__Directions__.
Can you write out the whole listing exactly?

__Material for this task__.

——

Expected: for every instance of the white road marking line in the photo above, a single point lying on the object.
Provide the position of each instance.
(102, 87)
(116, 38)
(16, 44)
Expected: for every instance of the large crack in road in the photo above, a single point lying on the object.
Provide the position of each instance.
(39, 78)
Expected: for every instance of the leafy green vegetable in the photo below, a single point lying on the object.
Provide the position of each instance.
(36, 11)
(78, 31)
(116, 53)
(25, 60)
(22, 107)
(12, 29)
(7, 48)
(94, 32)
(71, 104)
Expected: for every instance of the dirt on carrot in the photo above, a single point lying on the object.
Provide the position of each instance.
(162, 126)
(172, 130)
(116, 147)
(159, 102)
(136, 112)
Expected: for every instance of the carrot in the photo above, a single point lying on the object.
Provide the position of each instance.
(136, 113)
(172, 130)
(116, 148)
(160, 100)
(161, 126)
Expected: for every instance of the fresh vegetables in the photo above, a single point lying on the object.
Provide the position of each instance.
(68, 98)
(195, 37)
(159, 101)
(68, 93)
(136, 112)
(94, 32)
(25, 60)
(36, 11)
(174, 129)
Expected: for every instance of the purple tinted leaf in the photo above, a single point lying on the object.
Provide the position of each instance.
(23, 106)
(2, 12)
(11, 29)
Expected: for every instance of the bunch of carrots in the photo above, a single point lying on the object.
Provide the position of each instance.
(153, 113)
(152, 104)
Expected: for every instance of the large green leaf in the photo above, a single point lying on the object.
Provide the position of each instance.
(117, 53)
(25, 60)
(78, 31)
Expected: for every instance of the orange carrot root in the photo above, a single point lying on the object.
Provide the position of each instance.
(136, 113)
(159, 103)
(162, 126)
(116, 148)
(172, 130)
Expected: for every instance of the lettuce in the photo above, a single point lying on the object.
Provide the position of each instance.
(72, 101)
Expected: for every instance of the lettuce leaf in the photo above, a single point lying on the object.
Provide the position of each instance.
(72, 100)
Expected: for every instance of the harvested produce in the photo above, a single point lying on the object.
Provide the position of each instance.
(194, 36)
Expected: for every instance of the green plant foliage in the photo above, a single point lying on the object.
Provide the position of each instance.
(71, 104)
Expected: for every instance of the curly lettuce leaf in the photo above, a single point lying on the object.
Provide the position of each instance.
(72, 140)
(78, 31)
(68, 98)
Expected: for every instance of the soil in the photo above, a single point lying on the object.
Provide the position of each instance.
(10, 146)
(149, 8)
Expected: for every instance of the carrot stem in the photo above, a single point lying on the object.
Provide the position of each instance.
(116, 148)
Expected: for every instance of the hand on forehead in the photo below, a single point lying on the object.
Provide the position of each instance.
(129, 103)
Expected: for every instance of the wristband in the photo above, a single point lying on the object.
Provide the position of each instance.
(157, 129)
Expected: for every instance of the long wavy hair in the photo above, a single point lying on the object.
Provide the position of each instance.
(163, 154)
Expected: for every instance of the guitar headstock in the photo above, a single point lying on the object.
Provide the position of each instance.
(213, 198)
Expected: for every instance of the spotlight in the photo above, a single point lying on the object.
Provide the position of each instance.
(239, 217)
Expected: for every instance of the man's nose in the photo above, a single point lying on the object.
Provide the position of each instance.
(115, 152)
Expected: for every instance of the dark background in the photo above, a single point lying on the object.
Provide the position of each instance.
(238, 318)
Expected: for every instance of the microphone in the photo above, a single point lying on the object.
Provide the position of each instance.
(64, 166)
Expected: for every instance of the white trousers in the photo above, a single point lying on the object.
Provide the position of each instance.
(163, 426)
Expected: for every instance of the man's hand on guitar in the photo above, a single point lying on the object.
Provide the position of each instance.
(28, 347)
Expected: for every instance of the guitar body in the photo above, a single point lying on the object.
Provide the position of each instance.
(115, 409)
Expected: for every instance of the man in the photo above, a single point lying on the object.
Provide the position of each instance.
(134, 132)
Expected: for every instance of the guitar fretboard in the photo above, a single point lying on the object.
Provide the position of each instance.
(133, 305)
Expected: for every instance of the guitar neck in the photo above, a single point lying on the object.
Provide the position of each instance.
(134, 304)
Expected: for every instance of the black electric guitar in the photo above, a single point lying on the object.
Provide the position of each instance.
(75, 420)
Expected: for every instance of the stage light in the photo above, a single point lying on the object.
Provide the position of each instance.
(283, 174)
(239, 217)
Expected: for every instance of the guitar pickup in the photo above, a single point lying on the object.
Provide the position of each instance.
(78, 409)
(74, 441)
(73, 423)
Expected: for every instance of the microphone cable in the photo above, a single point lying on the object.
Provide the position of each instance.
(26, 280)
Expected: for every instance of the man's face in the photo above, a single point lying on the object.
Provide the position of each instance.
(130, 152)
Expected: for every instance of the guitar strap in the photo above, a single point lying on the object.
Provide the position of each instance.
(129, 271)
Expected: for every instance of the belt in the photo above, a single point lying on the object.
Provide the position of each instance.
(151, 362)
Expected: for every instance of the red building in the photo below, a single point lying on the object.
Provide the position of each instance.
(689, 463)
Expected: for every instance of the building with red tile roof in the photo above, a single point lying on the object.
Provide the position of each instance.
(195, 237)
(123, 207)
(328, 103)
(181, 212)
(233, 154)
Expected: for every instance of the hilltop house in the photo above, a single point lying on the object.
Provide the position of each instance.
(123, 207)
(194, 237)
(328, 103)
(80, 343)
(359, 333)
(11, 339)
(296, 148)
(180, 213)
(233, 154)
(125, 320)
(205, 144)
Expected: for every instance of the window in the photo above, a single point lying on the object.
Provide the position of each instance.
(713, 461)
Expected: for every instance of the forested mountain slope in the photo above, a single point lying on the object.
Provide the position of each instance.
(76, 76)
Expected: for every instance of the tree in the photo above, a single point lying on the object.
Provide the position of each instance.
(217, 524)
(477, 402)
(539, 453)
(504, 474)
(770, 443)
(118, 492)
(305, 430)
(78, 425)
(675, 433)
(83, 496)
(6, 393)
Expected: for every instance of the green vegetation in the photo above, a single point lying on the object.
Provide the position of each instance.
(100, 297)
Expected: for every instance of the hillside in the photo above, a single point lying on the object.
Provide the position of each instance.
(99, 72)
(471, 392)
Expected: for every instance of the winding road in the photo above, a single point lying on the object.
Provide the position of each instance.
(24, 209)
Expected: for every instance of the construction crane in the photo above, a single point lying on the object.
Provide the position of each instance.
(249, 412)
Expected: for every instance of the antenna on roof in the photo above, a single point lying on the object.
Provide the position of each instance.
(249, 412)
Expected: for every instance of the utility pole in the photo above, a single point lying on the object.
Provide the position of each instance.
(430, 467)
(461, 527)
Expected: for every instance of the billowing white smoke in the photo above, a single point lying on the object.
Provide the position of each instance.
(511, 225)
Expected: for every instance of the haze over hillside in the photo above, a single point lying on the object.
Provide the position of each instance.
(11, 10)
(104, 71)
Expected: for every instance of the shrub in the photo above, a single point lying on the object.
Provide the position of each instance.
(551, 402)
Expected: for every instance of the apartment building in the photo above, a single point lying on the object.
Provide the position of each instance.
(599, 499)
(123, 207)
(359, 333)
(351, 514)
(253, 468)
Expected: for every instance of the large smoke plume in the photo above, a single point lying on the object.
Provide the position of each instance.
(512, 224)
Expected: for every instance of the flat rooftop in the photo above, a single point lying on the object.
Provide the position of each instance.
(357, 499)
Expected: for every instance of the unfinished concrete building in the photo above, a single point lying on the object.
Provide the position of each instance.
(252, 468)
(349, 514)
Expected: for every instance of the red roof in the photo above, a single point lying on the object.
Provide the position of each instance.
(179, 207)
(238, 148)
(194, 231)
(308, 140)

——

__Full solution__.
Expected: for every instance of the white road marking line in the photo above, a single point lying on the object.
Provide the position of each instance.
(102, 87)
(116, 38)
(16, 44)
Expected: for every instance of the large crack in road in the photo above, a single point lying on the object.
Provide the position of each instance.
(39, 78)
Expected: for every instance of the leafy green vegetable in the photo below, a single point lying on the object.
Provide the position of each instance.
(36, 11)
(78, 31)
(116, 53)
(25, 60)
(22, 107)
(12, 29)
(7, 48)
(94, 32)
(71, 104)
Expected: for every instance of the dirt on carrot in the photo above, a single point lying on the object.
Provide the position of each instance.
(162, 126)
(172, 130)
(116, 147)
(159, 102)
(136, 112)
Expected: for every instance of the carrot in the photo above, a single point lying on the object.
Provide the position of each instance.
(136, 113)
(172, 130)
(116, 148)
(160, 100)
(161, 126)
Expected: for every instance of the fresh vegetables in the photo above, a single point lying on the object.
Provide the position of each instance.
(68, 98)
(195, 37)
(159, 101)
(68, 93)
(136, 112)
(94, 32)
(25, 60)
(36, 11)
(174, 129)
Expected: for every instance of the purple tinted leaf in the photo above, a single point lying on the object.
Provide the position of each instance.
(23, 106)
(2, 12)
(11, 29)
Expected: for every instance of the bunch of carrots in the photo above, a single point lying on the object.
Provide the position of each instance.
(153, 113)
(152, 104)
Expected: for every instance of the large green leaf in the photo above, a single point lying on the object.
Provide the position of each instance.
(117, 53)
(25, 60)
(78, 31)
Expected: for every instance of the orange carrot root in the photo above, a single point lying on the object.
Provide the position of each instance.
(136, 113)
(159, 103)
(162, 126)
(116, 148)
(172, 130)
Expected: for every instance of the lettuce in the photo above, a single point lying on the object.
Provide the position of each instance.
(72, 101)
Expected: for every instance of the lettuce leaf in the photo above, a single point lying on the object.
Provide the position of each instance.
(72, 100)
Expected: for every instance of the harvested produce in the photo above, a single point lying on the object.
Provide the position of each instance.
(194, 36)
Expected: for every instance of the green plant foliage in the photo above, a single point lying on the object.
Provide the position of each instance.
(71, 104)
Expected: for every instance of the curly lettuce leaf in the photo above, a single point lying on the object.
Provide the position of each instance.
(72, 140)
(78, 31)
(68, 98)
Expected: for every instance of the soil in the photo above, a single point lying on the object.
Provide the position of each instance.
(10, 146)
(149, 8)
Expected: for every instance of the carrot stem in the photo above, a single point lying on the object.
Provide the position of each instance.
(116, 148)
Expected: for every instance of the hand on forehead in the photo below, a single point lying on the object.
Provide the position of each instance.
(129, 103)
Expected: for every instance of the wristband in the photo above, a single point lying on the object.
Provide the position of each instance.
(157, 129)
Expected: for every instance of the long wavy hair in the photo above, a single point lying on the object.
Provide the position of each instance.
(163, 154)
Expected: for every instance of the guitar headstock in the photo above, a single point lying on the object.
Provide the position of each instance.
(213, 198)
Expected: for every instance of the spotlight in the photo above, a single point lying on the object.
Provide the position of each instance.
(239, 217)
Expected: for every instance of the man's nose in the photo above, a single point lying on the object.
Provide the position of each instance.
(115, 152)
Expected: for every instance of the dark background in the photo above, a single point lying on the object.
Provide the position of each instance.
(238, 318)
Expected: for every instance of the microphone in the photo above, a single point lying on the object.
Provide the position of each instance.
(64, 166)
Expected: for every instance of the white trousers in the photo above, a single point lying on the object.
Provide the position of each instance.
(163, 426)
Expected: for every instance of the man's hand on guitar in the photo above, a single point lying on the object.
Provide the position of each instance.
(28, 347)
Expected: for every instance of the guitar body in the photo above, a single point lying on the object.
Provide the position of each instance.
(115, 409)
Expected: for every instance of the man in the photo above, a single point lying on the object.
Provide the position of each instance.
(134, 132)
Expected: for every instance of the guitar fretboard in the photo above, a single point lying on the object.
Provide the position of each instance.
(133, 305)
Expected: for every instance of the guitar neck in the photo above, a single point lying on the object.
Provide the position of each instance.
(134, 304)
Expected: for every instance of the black electric guitar in the photo above, a single point lying on the object.
Provide the position of each instance.
(75, 420)
Expected: for every instance of the stage light in the photo above, a single point lying on the object.
Provide the position of each instance.
(283, 174)
(239, 217)
Expected: for every instance of the guitar pickup in the photo above, a single point lying on the object.
Provide the position of each instance.
(78, 409)
(74, 441)
(73, 423)
Expected: for every instance of the microphone cable in the photo above, a single point lying on the object.
Provide the position of each instance.
(26, 280)
Expected: for every instance of the man's face in the photo above, a single point lying on the object.
Provide the position of each instance.
(130, 152)
Expected: for every instance of the guitar strap in the photo above, a single point lying on the object.
Provide the position of each instance.
(129, 271)
Expected: for every instance of the belt in the photo above, a single point lying on the object.
Provide the position of each instance.
(151, 362)
Expected: for every instance of the red building in the photo below, a single point lying on the object.
Provide the position of each instance.
(689, 463)
Expected: for every instance of the building with red tile roof in the photo above, a single point lying on the object.
Provide the position of each instance.
(195, 237)
(123, 207)
(328, 103)
(181, 212)
(233, 154)
Expected: for every instance of the hilltop house in the photo above, a single point lying on the object.
Provide the position of each instance.
(123, 207)
(194, 237)
(328, 103)
(80, 343)
(359, 333)
(11, 339)
(296, 148)
(180, 213)
(233, 154)
(125, 320)
(205, 144)
Expected: for every instance of the window in the photo above, a single point lying on the object.
Provide the position of each instance.
(713, 461)
Expected: for every instance of the forested mountain slope in the photo above, a single point lying on the object.
Provide the position of each instance.
(76, 76)
Expected: for every instance of the tree in the photo above, a single point lying on the object.
Provide the position of each instance.
(217, 524)
(477, 402)
(539, 453)
(504, 474)
(770, 443)
(118, 492)
(305, 430)
(78, 425)
(675, 433)
(83, 496)
(6, 393)
Expected: for every instance of the green vegetation in the photo above, a single point lying on the object.
Provide the position of each instance.
(100, 297)
Expected: for every instance of the hillside in the photo above, a single point lying on the object.
Provide the position of each instance.
(99, 72)
(471, 392)
Expected: for every instance of the winding road in the photo above, a single point lying on the object.
Provide the position of each instance.
(24, 209)
Expected: for every instance of the construction crane in the photo above, a single point lying on the object.
Provide the position of each instance.
(249, 412)
Expected: for every instance of the antenna on roof in the photo above, a single point lying on the object.
Provide the position of each instance.
(249, 412)
Expected: for every instance of the utility pole in the photo above, a single point lying on the object.
Provide the position of each instance.
(430, 467)
(461, 527)
Expected: for every instance of the billowing white smoke in the photo above, a single point lying on the object.
Provide the position of each instance.
(511, 225)
Expected: for every instance of the haze over hillside in the photo above, a single point lying on the object.
Provide the position of each instance.
(11, 10)
(104, 71)
Expected: for every instance of the shrub in the photo above, a single point lying on the object.
Provide the position of each instance.
(551, 402)
Expected: for every instance of the apartment building in the photo above, a single point lying on the object.
Provide the position of each instance.
(599, 499)
(123, 207)
(359, 333)
(351, 514)
(253, 468)
Expected: for every instance of the large smoke plume in the photo above, a single point lying on the object.
Provide the position of each instance.
(512, 224)
Expected: for every instance of the flat rooftop in the photo above, a single point lying on the object.
Provide the position of each instance.
(357, 499)
Expected: for every instance of the unfinished concrete building in the photo above, a single point lying on the object.
Provide the position of each instance.
(252, 468)
(349, 514)
Expected: for every instance of the red roof in the photo above, a single point lying on the object.
Provide the position of each instance.
(179, 207)
(238, 148)
(194, 231)
(308, 140)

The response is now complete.